* Stored data entries:
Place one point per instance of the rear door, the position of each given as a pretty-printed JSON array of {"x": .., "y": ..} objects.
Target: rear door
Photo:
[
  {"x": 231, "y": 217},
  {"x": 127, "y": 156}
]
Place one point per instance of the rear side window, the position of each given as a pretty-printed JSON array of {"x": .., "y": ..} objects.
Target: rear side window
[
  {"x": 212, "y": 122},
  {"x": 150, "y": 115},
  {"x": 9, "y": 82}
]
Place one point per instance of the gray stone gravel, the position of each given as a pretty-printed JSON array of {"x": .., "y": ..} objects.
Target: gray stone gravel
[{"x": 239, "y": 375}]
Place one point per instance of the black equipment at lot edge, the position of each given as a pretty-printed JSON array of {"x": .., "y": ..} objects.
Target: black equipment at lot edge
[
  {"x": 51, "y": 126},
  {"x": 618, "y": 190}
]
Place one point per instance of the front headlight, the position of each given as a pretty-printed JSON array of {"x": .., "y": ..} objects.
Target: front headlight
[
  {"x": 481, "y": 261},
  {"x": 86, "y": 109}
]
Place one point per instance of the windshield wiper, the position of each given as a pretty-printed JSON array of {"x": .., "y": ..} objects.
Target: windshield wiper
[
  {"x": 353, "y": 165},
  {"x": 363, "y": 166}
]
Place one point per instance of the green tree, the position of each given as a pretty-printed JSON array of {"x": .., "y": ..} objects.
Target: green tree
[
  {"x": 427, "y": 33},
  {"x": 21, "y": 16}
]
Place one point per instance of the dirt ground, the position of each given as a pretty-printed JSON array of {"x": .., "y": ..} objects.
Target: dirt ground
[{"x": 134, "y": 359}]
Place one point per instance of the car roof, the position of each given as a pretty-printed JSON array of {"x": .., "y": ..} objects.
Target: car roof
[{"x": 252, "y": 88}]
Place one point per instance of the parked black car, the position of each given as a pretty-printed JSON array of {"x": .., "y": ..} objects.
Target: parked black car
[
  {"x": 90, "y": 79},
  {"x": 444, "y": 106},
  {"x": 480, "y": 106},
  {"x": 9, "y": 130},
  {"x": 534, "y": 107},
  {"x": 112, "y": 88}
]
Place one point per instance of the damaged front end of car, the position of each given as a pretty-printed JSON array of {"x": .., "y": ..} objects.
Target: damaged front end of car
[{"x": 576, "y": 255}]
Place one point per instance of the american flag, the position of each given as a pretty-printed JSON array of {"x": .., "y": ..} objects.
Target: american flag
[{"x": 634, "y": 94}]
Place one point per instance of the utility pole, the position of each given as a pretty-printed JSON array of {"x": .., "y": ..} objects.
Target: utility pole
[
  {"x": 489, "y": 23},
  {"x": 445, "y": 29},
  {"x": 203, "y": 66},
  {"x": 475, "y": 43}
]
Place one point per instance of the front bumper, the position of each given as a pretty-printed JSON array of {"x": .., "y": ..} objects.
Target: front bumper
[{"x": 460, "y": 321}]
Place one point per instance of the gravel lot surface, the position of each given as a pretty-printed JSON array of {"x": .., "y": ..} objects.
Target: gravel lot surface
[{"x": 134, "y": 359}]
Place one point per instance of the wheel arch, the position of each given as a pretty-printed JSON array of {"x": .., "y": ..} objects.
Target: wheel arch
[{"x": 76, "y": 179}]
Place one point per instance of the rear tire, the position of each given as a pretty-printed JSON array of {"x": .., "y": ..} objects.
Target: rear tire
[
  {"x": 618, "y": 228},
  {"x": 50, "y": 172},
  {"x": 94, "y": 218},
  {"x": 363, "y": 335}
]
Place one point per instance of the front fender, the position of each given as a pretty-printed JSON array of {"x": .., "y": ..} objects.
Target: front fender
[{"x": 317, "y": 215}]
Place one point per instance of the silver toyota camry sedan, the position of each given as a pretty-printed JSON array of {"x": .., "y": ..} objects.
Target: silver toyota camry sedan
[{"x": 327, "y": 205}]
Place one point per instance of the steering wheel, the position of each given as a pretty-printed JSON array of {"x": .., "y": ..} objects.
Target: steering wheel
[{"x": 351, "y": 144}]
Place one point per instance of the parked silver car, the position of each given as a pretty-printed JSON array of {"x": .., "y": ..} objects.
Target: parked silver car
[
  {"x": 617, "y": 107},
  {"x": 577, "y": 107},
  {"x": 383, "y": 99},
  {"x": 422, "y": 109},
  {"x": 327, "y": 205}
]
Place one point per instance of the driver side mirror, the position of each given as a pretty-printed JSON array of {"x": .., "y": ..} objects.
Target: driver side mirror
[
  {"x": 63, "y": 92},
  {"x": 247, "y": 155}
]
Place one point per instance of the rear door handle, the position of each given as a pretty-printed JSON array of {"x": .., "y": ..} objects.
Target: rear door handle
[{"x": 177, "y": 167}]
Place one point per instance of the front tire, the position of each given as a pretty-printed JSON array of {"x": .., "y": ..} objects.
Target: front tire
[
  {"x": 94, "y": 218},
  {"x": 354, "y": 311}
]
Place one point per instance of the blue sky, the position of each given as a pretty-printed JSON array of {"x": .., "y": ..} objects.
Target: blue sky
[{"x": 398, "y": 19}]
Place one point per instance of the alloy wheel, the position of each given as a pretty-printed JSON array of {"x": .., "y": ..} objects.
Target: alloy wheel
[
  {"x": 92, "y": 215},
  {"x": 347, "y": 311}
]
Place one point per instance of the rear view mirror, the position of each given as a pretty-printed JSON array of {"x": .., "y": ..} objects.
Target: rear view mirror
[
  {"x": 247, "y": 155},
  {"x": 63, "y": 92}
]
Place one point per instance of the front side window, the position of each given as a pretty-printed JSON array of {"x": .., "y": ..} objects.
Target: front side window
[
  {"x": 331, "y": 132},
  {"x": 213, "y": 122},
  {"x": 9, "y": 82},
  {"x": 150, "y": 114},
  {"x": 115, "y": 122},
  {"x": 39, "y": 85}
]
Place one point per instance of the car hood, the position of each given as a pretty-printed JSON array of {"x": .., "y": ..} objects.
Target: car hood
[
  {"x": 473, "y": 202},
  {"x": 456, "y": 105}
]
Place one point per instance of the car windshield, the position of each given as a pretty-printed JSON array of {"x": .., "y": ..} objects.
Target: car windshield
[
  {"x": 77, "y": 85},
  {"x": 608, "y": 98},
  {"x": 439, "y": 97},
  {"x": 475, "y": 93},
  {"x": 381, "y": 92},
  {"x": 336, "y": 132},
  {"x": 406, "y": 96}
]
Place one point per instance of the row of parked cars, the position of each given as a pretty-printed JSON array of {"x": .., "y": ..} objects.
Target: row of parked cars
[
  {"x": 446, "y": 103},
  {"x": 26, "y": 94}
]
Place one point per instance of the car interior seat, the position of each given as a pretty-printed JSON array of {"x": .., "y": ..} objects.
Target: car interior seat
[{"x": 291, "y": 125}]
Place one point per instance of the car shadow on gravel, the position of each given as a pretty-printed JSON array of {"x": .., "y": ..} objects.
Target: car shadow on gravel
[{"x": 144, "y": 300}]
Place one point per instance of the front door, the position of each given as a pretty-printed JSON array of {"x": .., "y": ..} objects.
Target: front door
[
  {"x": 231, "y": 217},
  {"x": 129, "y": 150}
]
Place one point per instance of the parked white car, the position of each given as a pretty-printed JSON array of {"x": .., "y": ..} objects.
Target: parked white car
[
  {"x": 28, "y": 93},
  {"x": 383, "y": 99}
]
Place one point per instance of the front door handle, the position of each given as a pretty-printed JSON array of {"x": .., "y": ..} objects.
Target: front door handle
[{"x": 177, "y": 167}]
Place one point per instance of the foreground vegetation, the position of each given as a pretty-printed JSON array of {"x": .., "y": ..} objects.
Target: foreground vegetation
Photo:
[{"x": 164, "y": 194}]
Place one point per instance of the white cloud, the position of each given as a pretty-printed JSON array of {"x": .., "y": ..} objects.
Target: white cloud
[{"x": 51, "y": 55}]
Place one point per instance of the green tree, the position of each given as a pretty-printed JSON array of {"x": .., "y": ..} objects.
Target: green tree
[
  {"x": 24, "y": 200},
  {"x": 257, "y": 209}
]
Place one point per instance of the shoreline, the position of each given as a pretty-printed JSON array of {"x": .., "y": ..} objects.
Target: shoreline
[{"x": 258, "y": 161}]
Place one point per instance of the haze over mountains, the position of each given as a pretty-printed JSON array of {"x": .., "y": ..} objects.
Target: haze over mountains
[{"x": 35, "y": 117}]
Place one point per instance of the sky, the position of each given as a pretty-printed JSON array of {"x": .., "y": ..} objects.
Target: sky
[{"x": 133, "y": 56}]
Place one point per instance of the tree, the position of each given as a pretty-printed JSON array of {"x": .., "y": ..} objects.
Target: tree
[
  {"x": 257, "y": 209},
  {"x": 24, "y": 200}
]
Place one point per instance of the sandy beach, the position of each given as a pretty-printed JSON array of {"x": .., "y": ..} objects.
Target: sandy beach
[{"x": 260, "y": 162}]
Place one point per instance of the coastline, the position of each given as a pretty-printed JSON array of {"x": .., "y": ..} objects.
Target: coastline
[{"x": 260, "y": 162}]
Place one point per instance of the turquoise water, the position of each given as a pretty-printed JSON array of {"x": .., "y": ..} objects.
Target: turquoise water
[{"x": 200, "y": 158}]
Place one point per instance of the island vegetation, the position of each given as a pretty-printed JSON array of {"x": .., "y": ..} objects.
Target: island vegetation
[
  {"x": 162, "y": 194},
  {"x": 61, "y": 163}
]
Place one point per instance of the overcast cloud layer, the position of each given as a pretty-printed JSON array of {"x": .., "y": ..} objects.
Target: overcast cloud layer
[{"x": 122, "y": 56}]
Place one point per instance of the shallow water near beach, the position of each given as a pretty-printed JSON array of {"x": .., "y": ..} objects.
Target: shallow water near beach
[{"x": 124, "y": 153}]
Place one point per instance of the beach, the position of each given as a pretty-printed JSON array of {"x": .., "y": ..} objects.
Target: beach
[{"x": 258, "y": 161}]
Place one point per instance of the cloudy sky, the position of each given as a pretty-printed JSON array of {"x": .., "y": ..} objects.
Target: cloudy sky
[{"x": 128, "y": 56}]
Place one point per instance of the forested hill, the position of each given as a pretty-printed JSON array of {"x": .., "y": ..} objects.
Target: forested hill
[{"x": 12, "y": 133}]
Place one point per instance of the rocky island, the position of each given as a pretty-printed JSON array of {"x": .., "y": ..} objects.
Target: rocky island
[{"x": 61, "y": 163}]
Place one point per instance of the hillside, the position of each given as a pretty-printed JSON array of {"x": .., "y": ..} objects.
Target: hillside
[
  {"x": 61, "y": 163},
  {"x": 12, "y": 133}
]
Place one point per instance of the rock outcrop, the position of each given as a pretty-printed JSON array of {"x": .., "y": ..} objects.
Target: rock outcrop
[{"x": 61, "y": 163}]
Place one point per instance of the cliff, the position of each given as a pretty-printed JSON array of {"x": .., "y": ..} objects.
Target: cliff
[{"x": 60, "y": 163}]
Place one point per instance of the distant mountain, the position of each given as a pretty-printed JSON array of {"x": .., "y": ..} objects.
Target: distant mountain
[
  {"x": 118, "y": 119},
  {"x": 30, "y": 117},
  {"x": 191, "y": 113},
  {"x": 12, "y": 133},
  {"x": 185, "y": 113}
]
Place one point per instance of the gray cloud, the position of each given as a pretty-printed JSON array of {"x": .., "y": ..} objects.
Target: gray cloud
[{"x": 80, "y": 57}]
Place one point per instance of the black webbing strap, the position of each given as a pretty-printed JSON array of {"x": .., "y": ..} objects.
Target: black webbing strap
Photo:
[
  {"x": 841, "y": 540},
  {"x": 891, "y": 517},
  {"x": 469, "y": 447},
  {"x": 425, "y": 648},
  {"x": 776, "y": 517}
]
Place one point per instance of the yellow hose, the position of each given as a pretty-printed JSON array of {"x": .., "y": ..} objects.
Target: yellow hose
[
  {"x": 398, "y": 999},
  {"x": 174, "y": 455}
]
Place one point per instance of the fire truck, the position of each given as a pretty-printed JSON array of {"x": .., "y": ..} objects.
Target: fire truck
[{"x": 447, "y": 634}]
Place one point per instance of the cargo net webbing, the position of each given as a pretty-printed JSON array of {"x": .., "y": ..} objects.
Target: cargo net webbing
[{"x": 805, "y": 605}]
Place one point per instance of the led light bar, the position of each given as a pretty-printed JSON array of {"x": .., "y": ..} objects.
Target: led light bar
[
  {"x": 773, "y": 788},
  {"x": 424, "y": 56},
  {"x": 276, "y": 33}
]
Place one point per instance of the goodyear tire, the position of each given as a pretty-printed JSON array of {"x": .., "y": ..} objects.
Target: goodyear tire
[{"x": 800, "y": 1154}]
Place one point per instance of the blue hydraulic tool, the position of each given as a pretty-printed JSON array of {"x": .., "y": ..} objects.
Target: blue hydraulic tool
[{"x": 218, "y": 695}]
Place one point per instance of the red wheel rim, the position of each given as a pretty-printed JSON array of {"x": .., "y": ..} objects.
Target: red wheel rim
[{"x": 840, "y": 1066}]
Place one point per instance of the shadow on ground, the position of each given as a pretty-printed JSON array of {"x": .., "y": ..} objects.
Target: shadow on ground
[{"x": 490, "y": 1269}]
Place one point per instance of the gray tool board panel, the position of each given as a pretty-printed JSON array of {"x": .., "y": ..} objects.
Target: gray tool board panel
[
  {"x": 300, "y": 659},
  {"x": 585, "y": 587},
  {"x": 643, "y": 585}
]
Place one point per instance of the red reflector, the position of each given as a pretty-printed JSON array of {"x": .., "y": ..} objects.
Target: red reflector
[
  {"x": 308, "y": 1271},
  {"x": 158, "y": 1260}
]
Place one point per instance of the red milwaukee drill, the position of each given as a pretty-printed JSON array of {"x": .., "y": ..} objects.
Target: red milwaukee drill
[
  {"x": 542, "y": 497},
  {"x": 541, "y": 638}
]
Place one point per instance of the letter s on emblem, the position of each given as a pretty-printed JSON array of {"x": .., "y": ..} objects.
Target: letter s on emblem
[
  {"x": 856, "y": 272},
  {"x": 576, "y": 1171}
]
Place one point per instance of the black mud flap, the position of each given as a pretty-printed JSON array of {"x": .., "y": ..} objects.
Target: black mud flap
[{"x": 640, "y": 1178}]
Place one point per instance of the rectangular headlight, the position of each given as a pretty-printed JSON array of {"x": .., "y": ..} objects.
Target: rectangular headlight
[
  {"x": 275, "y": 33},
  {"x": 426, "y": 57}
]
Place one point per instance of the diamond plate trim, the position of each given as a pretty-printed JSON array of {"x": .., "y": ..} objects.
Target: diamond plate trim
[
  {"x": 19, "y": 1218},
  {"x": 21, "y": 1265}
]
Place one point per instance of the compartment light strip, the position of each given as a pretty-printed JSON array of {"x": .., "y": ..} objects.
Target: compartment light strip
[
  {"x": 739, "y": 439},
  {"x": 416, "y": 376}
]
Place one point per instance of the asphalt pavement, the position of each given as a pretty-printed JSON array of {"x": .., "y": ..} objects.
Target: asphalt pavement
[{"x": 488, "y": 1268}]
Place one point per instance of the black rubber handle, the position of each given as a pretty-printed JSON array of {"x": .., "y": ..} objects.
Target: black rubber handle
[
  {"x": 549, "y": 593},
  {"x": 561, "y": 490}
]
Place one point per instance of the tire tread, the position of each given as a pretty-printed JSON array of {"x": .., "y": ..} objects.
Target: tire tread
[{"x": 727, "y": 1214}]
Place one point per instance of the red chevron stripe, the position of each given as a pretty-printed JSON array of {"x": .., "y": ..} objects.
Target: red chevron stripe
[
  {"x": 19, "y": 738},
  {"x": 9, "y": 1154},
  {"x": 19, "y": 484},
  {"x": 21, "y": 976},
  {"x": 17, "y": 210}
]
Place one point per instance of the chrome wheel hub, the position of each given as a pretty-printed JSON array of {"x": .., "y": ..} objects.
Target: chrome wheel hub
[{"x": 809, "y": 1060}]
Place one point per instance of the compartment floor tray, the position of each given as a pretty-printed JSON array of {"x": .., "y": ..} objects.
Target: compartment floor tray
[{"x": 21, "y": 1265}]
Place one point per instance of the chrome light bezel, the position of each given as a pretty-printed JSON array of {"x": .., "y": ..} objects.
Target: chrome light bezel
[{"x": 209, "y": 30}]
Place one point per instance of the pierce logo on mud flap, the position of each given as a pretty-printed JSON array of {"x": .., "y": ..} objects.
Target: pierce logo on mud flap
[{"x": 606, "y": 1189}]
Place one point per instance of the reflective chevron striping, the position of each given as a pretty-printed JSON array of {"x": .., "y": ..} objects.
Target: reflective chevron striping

* Your instructions: Show all lines in the entries above where the string "strap" appears.

* Result:
Place one point per instance of the black webbing strap, the position of each given as a pretty-printed JSON array of {"x": .., "y": ..} objects.
Target: black webbing strap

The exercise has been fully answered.